=== PROVIDED INFORMATION ===
* begin *

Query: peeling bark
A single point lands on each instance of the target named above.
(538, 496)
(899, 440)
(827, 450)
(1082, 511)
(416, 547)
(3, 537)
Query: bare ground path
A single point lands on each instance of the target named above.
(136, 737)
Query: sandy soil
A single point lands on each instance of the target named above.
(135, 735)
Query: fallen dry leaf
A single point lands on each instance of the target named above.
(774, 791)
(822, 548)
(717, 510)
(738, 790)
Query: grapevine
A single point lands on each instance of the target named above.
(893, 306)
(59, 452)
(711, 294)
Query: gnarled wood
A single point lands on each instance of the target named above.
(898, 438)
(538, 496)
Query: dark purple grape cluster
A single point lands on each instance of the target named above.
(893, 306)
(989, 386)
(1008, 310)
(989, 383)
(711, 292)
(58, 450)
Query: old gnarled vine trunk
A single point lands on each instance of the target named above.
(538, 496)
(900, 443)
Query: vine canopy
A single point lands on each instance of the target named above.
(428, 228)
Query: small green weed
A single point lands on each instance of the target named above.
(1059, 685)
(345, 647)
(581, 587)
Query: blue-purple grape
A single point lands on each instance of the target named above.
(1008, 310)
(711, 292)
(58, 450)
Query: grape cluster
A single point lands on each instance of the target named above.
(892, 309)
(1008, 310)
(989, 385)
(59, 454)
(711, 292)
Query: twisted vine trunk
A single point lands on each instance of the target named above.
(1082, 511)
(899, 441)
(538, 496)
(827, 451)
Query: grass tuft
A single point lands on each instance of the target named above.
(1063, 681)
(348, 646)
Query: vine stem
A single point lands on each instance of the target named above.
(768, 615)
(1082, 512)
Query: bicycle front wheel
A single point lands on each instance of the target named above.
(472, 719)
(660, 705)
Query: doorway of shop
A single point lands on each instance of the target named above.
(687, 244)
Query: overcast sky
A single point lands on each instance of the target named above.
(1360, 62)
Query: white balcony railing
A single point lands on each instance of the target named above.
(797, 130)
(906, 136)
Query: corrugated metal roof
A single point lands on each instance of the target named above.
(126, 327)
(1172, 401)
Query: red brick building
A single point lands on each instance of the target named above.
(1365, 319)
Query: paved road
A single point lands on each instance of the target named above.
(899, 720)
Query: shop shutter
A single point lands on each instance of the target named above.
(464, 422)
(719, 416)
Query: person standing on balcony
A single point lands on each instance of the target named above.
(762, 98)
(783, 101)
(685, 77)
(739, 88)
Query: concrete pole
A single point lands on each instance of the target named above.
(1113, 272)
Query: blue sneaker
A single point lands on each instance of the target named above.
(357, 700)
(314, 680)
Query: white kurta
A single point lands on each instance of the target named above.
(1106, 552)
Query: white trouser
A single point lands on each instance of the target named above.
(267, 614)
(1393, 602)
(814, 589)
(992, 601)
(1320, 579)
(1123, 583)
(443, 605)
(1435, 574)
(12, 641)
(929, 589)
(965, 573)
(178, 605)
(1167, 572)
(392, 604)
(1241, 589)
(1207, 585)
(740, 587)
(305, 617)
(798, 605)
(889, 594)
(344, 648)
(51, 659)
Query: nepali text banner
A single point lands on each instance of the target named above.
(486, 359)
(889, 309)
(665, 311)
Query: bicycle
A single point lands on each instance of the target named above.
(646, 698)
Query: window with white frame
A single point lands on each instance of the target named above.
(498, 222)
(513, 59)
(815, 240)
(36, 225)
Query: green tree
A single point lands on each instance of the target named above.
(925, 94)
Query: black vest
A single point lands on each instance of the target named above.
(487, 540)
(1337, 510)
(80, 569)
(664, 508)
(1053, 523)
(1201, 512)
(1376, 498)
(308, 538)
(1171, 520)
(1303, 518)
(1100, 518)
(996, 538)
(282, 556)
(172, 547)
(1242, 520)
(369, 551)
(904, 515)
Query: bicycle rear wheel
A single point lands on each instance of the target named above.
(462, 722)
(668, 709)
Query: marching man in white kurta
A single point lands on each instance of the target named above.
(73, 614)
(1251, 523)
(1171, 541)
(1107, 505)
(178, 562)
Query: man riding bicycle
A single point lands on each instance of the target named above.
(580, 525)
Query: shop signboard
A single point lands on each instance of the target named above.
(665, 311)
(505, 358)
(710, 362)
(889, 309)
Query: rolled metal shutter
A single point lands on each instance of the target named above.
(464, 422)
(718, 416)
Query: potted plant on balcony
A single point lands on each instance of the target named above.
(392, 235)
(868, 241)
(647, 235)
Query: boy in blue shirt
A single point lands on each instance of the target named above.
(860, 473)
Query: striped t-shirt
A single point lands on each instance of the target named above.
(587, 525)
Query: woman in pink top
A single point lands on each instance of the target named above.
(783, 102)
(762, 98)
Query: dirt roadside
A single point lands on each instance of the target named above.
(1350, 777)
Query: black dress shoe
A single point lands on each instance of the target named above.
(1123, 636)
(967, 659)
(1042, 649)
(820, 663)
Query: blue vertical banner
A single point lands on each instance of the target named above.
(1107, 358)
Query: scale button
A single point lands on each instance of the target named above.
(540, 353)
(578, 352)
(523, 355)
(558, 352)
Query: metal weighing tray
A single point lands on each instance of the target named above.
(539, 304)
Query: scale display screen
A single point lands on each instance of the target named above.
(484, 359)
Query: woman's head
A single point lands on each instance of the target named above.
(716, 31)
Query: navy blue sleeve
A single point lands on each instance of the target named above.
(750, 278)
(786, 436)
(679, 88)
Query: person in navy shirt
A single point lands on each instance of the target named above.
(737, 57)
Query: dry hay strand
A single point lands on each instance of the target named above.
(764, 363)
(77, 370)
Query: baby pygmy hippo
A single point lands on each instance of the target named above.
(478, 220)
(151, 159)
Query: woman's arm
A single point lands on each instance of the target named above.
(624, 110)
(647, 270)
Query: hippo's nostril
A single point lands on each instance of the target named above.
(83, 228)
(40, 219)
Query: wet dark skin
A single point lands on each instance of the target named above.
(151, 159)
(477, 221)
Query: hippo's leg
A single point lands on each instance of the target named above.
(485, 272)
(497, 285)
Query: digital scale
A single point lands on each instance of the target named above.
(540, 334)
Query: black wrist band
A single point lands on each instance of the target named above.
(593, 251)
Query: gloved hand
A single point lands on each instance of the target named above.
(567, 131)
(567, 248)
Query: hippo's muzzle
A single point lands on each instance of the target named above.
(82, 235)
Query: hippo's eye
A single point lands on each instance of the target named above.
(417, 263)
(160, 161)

* end *

=== WORK TO BE COMPLETED ===
Extract every line of the data above, copying each one verbatim from start to finish.

=== CORRECT ANSWER ===
Query: peeling bark
A single point lands on each instance of the target named above.
(538, 496)
(899, 440)
(827, 450)
(1082, 511)
(416, 547)
(3, 537)
Query: bare ground path
A single point lands on each instance of the target named above.
(136, 737)
Query: sandy soil
A single point lands on each instance of the target named above.
(135, 735)
Query: fallen dry leaf
A single point lands on each instance of the target named above.
(774, 791)
(822, 548)
(717, 510)
(738, 790)
Query: grapevine
A single point lands on each instance of the target named above.
(893, 306)
(59, 452)
(711, 294)
Query: gnarled wood
A single point lands on each instance of the target named above.
(898, 438)
(538, 496)
Query: dark purple grape cluster
A single point lands on each instance of the target named above.
(893, 306)
(989, 386)
(1008, 310)
(989, 383)
(711, 292)
(58, 450)
Query: old gnarled vine trunk
A single point lands on each instance of the target named above.
(538, 496)
(900, 443)
Query: vine canopy
A single point lands on each instance of the target named above.
(428, 228)
Query: small green weed
A single point lands on each instance of the target named above.
(1059, 685)
(345, 647)
(581, 587)
Query: blue-purple grape
A single point lands on each instance of the target named above.
(1008, 310)
(711, 292)
(58, 450)
Query: grape cluster
A single point lands on each instance of the target named above.
(892, 309)
(1008, 310)
(989, 385)
(59, 454)
(711, 292)
Query: twisted vine trunk
A single point lands on each instance of the target named above.
(1082, 511)
(899, 441)
(538, 496)
(827, 451)
Query: grass tuft
A single point lands on each instance of the target named above.
(1063, 681)
(348, 646)
Query: vine stem
A single point lands on each instance of the target named above.
(768, 615)
(1082, 512)
Query: bicycle front wheel
A single point lands on each instance of the target named above.
(472, 719)
(660, 705)
Query: doorway of shop
A single point lands on each instance of the target named above.
(687, 244)
Query: overcast sky
A single point lands on each instance of the target named above.
(1360, 62)
Query: white balcony railing
A single point lands on each instance of the target named above.
(797, 130)
(906, 136)
Query: corrugated metal roof
A single point lands on each instance of the target named above.
(126, 327)
(1172, 401)
Query: red brick building
A single point lands on each instance of the target named above.
(1365, 319)
Query: paved road
A single point lands on each instance of the target named above.
(899, 720)
Query: shop shutter
A single point lands on each instance of the target named above.
(464, 422)
(719, 416)
Query: person standing on balcony
A single point lands on each instance of the target named above.
(762, 98)
(783, 101)
(685, 77)
(739, 88)
Query: concrete pole
A single point lands on each instance of the target named above.
(1113, 272)
Query: blue sneaker
A single point lands on each instance of the target named above.
(357, 700)
(314, 680)
Query: white kurta
A single point lands on each instance of the target named above.
(1106, 552)
Query: white trouser
A single point lands on each instance of the target named above.
(267, 614)
(1393, 602)
(814, 589)
(992, 601)
(1320, 579)
(1123, 583)
(443, 605)
(1435, 574)
(12, 641)
(929, 589)
(965, 573)
(178, 605)
(1167, 572)
(392, 604)
(1241, 589)
(1207, 585)
(740, 587)
(305, 617)
(798, 605)
(889, 594)
(344, 648)
(51, 659)
Query: nepali text banner
A single point lands on each instance of the target named above.
(486, 359)
(889, 309)
(665, 311)
Query: bicycle
A single point lands on each instance of the target named above.
(646, 698)
Query: window with white frame
A single point lands on each instance of the target named above.
(498, 222)
(513, 59)
(815, 240)
(36, 225)
Query: green tree
A single point lands on each instance of the target named above.
(925, 94)
Query: black vest
A single point lands on each instance of the target named above.
(487, 540)
(1337, 510)
(80, 569)
(664, 508)
(1053, 523)
(1201, 512)
(1376, 498)
(308, 538)
(1171, 520)
(1303, 518)
(1100, 518)
(996, 538)
(282, 556)
(172, 547)
(1242, 520)
(369, 551)
(904, 515)
Query: bicycle rear wheel
A single point lands on each instance of the target named above.
(462, 722)
(668, 709)
Query: marching man in white kurta
A single point lands on each instance of the target named above.
(73, 614)
(1251, 523)
(1171, 541)
(1107, 505)
(178, 562)
Query: man riding bicycle
A single point lands on each instance of the target named above.
(580, 525)
Query: shop signboard
A single point lands on each instance of the target named above.
(665, 311)
(505, 358)
(710, 362)
(889, 309)
Query: rolled metal shutter
A single point lands on each instance of the target named above.
(464, 422)
(718, 416)
Query: potted plant on balcony
A single point lands on each instance of the target named above.
(392, 235)
(868, 241)
(647, 235)
Query: boy in blue shirt
A single point lands on each instance of the target named above.
(860, 473)
Query: striped t-shirt
A single point lands on each instance of the target named above.
(587, 525)
Query: woman in pink top
A single point lands on each instance of the target named above.
(783, 102)
(762, 98)
Query: dirt roadside
A single point lands on each instance of the target named above.
(1350, 777)
Query: black dress shoe
A single point lands on each instance of the target named above.
(1123, 636)
(967, 659)
(1042, 649)
(820, 663)
Query: blue vertical banner
A single point lands on each instance of the target named above.
(1107, 358)
Query: scale button
A single point lands on each instance of the target named above.
(540, 353)
(578, 352)
(523, 355)
(558, 352)
Query: metal weighing tray
A single point lands on each instance of the target named above.
(539, 304)
Query: scale display screen
A single point lands on each instance of the target named above.
(484, 359)
Query: woman's head
A single point lands on each instance of the target named above.
(716, 31)
Query: navy blue sleeve
A single point lands on each instance of the target named above.
(750, 278)
(786, 436)
(679, 88)
Query: person in navy shirt
A single point lands on each instance of the target named above.
(737, 57)
Query: dry hay strand
A single point lands on each instance of the target named above.
(764, 363)
(77, 370)
Query: baby pygmy hippo
A single point lands on each instance of the target named above.
(478, 220)
(151, 159)
Query: woman's arm
A single point lands on each instance of the target named above.
(624, 110)
(647, 270)
Query: hippo's nostril
A single point lands on each instance of the target named above.
(83, 228)
(40, 219)
Query: wet dark skin
A single point lands on each instance of the target named above.
(151, 159)
(477, 221)
Query: hippo's leg
A single point lands on each instance of the target named above.
(485, 272)
(497, 285)
Query: digital scale
A single point lands on each instance of the target named above.
(540, 334)
Query: black wrist band
A single point lands on each instance of the target named above.
(593, 251)
Query: gloved hand
A single point lands on each instance of the target named above.
(567, 131)
(567, 248)
Query: hippo's muzzle
A single point lands on each instance of the target named above.
(82, 235)
Query: hippo's eye
A single point lands on each instance of the target named above.
(417, 263)
(160, 161)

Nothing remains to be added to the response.